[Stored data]
==========

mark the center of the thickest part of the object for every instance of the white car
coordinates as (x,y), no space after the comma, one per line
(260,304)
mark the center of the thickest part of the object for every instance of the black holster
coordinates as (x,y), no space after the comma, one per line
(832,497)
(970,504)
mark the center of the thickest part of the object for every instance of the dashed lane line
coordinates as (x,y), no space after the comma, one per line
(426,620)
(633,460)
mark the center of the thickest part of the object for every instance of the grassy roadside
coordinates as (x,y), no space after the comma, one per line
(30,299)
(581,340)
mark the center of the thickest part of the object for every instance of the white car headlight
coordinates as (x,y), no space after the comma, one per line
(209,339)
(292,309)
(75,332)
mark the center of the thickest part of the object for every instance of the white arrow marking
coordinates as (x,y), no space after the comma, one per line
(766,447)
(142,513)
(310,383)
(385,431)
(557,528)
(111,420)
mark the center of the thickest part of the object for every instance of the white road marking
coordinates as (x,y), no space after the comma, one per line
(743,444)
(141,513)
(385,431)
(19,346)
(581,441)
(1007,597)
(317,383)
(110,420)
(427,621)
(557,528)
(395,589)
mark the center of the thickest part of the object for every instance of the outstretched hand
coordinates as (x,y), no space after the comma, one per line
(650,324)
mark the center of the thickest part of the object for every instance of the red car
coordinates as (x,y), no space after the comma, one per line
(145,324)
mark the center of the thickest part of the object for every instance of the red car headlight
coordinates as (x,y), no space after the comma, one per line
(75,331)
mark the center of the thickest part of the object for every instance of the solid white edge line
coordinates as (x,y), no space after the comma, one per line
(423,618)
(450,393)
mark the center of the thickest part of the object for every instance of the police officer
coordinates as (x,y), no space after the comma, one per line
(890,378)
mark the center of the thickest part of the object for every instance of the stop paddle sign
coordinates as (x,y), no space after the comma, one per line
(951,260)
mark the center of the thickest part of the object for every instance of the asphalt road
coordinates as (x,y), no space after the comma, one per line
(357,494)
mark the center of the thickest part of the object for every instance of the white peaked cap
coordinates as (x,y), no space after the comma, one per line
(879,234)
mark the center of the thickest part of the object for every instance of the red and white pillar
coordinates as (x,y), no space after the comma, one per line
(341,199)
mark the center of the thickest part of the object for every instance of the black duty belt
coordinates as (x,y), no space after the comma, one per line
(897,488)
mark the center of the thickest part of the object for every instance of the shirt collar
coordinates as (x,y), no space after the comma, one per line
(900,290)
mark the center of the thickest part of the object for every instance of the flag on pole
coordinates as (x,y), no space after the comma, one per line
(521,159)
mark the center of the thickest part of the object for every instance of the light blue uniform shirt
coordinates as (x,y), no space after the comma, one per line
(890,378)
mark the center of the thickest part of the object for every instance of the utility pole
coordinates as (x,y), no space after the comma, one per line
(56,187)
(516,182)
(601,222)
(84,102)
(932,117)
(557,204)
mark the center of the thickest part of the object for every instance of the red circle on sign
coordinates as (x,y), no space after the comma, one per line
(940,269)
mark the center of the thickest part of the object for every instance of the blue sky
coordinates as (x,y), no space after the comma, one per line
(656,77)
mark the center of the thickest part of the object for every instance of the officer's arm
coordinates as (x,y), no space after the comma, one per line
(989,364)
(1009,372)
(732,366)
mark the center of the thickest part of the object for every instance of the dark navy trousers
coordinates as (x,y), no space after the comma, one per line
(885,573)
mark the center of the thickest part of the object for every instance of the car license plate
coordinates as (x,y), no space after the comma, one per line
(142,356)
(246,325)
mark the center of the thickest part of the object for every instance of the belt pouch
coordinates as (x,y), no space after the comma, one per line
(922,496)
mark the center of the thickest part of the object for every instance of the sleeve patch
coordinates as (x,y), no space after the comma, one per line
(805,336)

==========

### Given problem
Copy the listing from the line containing "the sleeve patch" through its last line, substituting "shoulder patch" for "sleeve patch" and leaving everything else unchanged.

### Solved problem
mark the center of the thickest part of the object for every instance of the shoulder patch
coordinates as (x,y), no space after the comma, one per line
(805,336)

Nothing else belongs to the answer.